» Direction
Copy the records below from the very first line through the line containing "pixel 94 264", with both of those lines included, and change every "green foliage" to "leafy plants", keeping everything else the same. Leave the pictures out.

** start **

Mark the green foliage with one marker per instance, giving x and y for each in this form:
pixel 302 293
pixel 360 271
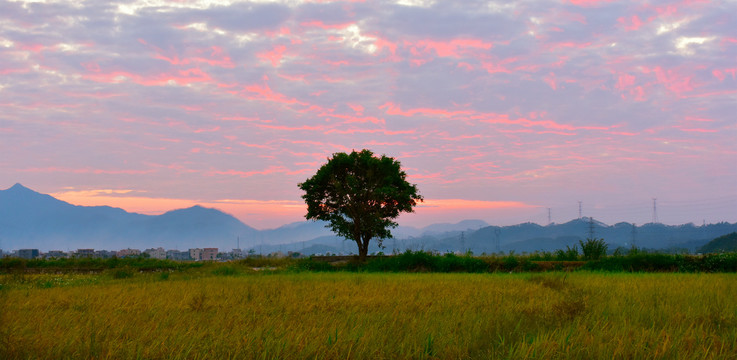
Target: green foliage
pixel 658 262
pixel 359 195
pixel 593 249
pixel 225 270
pixel 569 254
pixel 419 261
pixel 121 273
pixel 724 243
pixel 94 264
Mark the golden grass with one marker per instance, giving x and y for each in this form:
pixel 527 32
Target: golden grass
pixel 373 316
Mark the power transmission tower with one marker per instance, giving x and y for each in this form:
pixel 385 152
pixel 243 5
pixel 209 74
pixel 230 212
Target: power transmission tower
pixel 591 228
pixel 655 211
pixel 634 235
pixel 497 241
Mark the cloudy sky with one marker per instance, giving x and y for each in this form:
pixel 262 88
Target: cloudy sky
pixel 497 110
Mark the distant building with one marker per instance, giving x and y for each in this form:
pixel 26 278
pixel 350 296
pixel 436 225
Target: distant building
pixel 195 254
pixel 128 252
pixel 210 254
pixel 85 253
pixel 27 253
pixel 56 254
pixel 105 254
pixel 177 255
pixel 158 253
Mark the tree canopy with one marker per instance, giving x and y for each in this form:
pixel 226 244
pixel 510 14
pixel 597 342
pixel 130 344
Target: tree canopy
pixel 360 195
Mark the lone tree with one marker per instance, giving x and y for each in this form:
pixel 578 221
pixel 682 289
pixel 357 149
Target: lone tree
pixel 360 195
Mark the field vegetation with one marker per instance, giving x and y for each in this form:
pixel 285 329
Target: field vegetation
pixel 273 308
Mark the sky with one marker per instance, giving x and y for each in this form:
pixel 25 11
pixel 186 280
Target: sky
pixel 502 111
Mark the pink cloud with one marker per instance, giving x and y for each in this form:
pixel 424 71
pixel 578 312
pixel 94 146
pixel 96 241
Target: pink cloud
pixel 322 25
pixel 357 108
pixel 182 77
pixel 550 80
pixel 275 55
pixel 87 170
pixel 455 48
pixel 393 109
pixel 630 24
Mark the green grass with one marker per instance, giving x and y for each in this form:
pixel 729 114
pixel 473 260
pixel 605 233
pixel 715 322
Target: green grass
pixel 243 313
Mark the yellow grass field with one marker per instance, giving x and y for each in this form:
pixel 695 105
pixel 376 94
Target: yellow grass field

** end **

» Task answer
Mark the leafy plants with one marker per instance, giving x and y for each in this form:
pixel 302 293
pixel 360 271
Target: leafy plants
pixel 658 262
pixel 359 195
pixel 593 249
pixel 225 270
pixel 569 254
pixel 419 261
pixel 121 273
pixel 724 243
pixel 94 264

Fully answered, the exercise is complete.